Text passage:
## BEGIN

The Tingler (1959) poster

The Tingler (1959)

Rating:


USA. 1959.

Crew

Director/Producer – William Castle, Screenplay – Robb White, Photography (b&w + one sequence colour) – Wilfrid M. Cline, Music – Von Dexter, Art Direction – Phil Bennett. Production Company – Columbia.

Cast

Vincent Price (Dr Warren Chapin), Philip Coolidge (Ollie Higgins), Patricia Cutts (Isabel Chapin), Judith Evelyn (Martha Higgins), Pamela Lincoln (Lucy Stevens), Darryl Hickman (David Morris)


Plot

Ollie Higgins visits coroner Dr Warren Chapin to claim the body of his wife’s brother, who has been executed by electric chair. Chapin notes how the body died in a state of great fear and the spine has been snapped by an incredible force. He believes that this was caused by a living creature that he has named The Tingler. Chapin believes that The Tingler is a parasite that lives inside every human’s body and feeds on fear but can be destroyed by screaming. Chapin wants to capture a living Tingler. He locks himself in his lab and takes some LSD but is unable to prevent himself from screaming and thus killing his Tingler. Chapin then decides to use Higgins’s deaf-mute wife Martha as a subject in an experiment. He wants to scare her – because she cannot scream, she will be unable destroy her Tingler, meaning that he will be able to capture it. He sets about scaring Martha with various staged phenomena but instead this kills her. Chapin succeeds in extracting a live Tingler from her dead body. Meanwhile, Chapin and his unfaithful wife Isabel have been blackmailing one another. She now seeks to dispose of him by unleashing the captured Tingler.


William Castle (1914-77) was one of the great genre producers and directors of the 1950s/60s. Castle was not a terribly great filmmaker but what he specialised in was promotional gimmicks. With Macabre (1958), he issued an insurance policy with Lloyd’s of London against audience members dying of fright; in House on Haunted Hill (1959), cinemas were equipped with a skeleton that was winched across the theatre at an appropriate point; in 13 Ghosts (1960), audiences were given ghost viewers – glasses with pieces of coloured cellophane over them that allowed them to see the ghosts; in Homicidal (1961), there was a Fright Break where the faint of heart could leave the theatre; while Mr. Sardonicus (1961) had the opportunity for audiences to vote on an ending where the title character would either be saved or doomed. (See bottom of the page for a full listing of William Castle’s genre films).

## END

Recorded information:
## BEGIN

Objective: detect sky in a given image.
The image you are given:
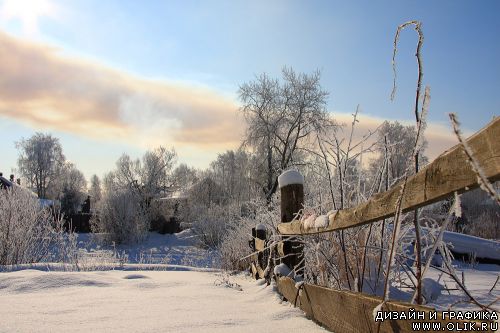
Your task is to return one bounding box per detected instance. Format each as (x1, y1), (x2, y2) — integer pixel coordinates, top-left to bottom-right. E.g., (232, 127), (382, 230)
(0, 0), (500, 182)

## END

Exercise:
According to the review of The Tingler, what can destroy the Tingler? Please rely only on the review of The Tingler, not the material.

Solution:
Screaming.